### [Extrait choisi]
———
Une fois les marques reconnues dans les états financiers de l’entreprise, certaines sont amorties, d’autres non. Il est d’usage de considérer que les marques dites « entretenues » peuvent avoir une durée d’utilisation indéterminée ; pour cela, elles devront notamment être régulièrement protégées et défendues en cas de contrefaçon. Les marques entretenues ne sont donc pas amorties. Toutes les autres marques sont considérées à durée de vie définie, elles sont donc amorties systématiquement sur leur durée d’utilisation. Dans le cas de LVMH, le classement d’une marque ou d’une enseigne en actifs à durée d’utilisation définie ou indéfinie résulte de l’application des critères suivants (LVMH, Bilan consolidé du groupe 2013 ; p.10) :
  • positionnement global de la marque ou enseigne sur son marché en termes de volume d’activité, de présence internationale, de notoriété ;
  • l perspectives de rentabilité à long terme ;
  • l degré d’exposition aux aléas conjoncturels ;
  • l événement majeur intervenu dans le secteur d’activité et susceptible de peser sur le futur de la marque ou enseigne ;
  • l ancienneté de la marque ou enseigne.
Les marques dont la durée d’utilisation est définie sont alors amorties sur une période comprise entre quinze et quarante ans, en fonction de l’estimation de cette durée.
Si les marques ne sont pas amorties, elles doivent pouvoir être dépréciées. Le test de dépréciation (impairment test) s’effectue en comparant sa valeur recouvrable (ou valeur actuelle, dans la terminologie française) à sa valeur nette comptable, annuellement et à chaque fois qu’il y a une indication que la marque peut s’être dépréciée. Ce test se pratique également sur une marque amortie de manière à juger si elle n’a pas perdu notablement sa valeur.
———
### [Consignes]
(a) Recopiez à l'identique et en entier l'extrait sur l'amortissement et la dépréciation des marques.
(b) Mettez à jour, s'il vous plaît, la partie des lignes de données qui s'ouvre sur la ligne contenant « spot the bare tree » et va jusqu'à la fin des données, en remplaçant « bare tree » par « leafless tree » sans rien modifier d'autre.
———
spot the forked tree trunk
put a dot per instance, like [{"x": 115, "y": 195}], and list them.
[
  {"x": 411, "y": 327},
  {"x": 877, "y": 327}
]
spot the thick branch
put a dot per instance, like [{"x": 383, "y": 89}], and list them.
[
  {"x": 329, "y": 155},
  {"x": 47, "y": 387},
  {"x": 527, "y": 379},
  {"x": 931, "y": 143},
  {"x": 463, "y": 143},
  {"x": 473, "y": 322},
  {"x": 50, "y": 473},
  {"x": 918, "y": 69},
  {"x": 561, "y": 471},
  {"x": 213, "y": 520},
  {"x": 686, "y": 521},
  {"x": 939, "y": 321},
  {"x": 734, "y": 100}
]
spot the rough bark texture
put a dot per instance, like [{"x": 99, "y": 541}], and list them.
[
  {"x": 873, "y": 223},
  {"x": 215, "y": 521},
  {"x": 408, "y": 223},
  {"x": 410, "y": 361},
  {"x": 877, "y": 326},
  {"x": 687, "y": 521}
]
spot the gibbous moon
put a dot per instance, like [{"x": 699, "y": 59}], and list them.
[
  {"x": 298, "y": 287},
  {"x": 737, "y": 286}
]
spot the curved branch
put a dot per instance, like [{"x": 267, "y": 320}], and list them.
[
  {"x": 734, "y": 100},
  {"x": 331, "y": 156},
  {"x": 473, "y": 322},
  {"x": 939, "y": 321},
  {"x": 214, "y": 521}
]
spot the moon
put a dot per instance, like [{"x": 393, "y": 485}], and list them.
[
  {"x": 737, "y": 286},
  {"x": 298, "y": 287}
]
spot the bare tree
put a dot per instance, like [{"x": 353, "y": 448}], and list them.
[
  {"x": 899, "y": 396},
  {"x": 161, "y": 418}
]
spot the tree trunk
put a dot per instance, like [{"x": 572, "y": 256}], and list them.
———
### [Tâches résolues]
(a)
Une fois les marques reconnues dans les états financiers de l’entreprise, certaines sont amorties, d’autres non. Il est d’usage de considérer que les marques dites « entretenues » peuvent avoir une durée d’utilisation indéterminée ; pour cela, elles devront notamment être régulièrement protégées et défendues en cas de contrefaçon. Les marques entretenues ne sont donc pas amorties. Toutes les autres marques sont considérées à durée de vie définie, elles sont donc amorties systématiquement sur leur durée d’utilisation. Dans le cas de LVMH, le classement d’une marque ou d’une enseigne en actifs à durée d’utilisation définie ou indéfinie résulte de l’application des critères suivants (LVMH, Bilan consolidé du groupe 2013 ; p.10) :
  • positionnement global de la marque ou enseigne sur son marché en termes de volume d’activité, de présence internationale, de notoriété ;
  • l perspectives de rentabilité à long terme ;
  • l degré d’exposition aux aléas conjoncturels ;
  • l événement majeur intervenu dans le secteur d’activité et susceptible de peser sur le futur de la marque ou enseigne ;
  • l ancienneté de la marque ou enseigne.
Les marques dont la durée d’utilisation est définie sont alors amorties sur une période comprise entre quinze et quarante ans, en fonction de l’estimation de cette durée.
Si les marques ne sont pas amorties, elles doivent pouvoir être dépréciées. Le test de dépréciation (impairment test) s’effectue en comparant sa valeur recouvrable (ou valeur actuelle, dans la terminologie française) à sa valeur nette comptable, annuellement et à chaque fois qu’il y a une indication que la marque peut s’être dépréciée. Ce test se pratique également sur une marque amortie de manière à juger si elle n’a pas perdu notablement sa valeur.

(b)
spot the leafless tree
put a dot per instance, like [{"x": 353, "y": 448}], and list them.
[
  {"x": 899, "y": 396},
  {"x": 161, "y": 418}
]
spot the tree trunk
put a dot per instance, like [{"x": 572, "y": 256}], and list them.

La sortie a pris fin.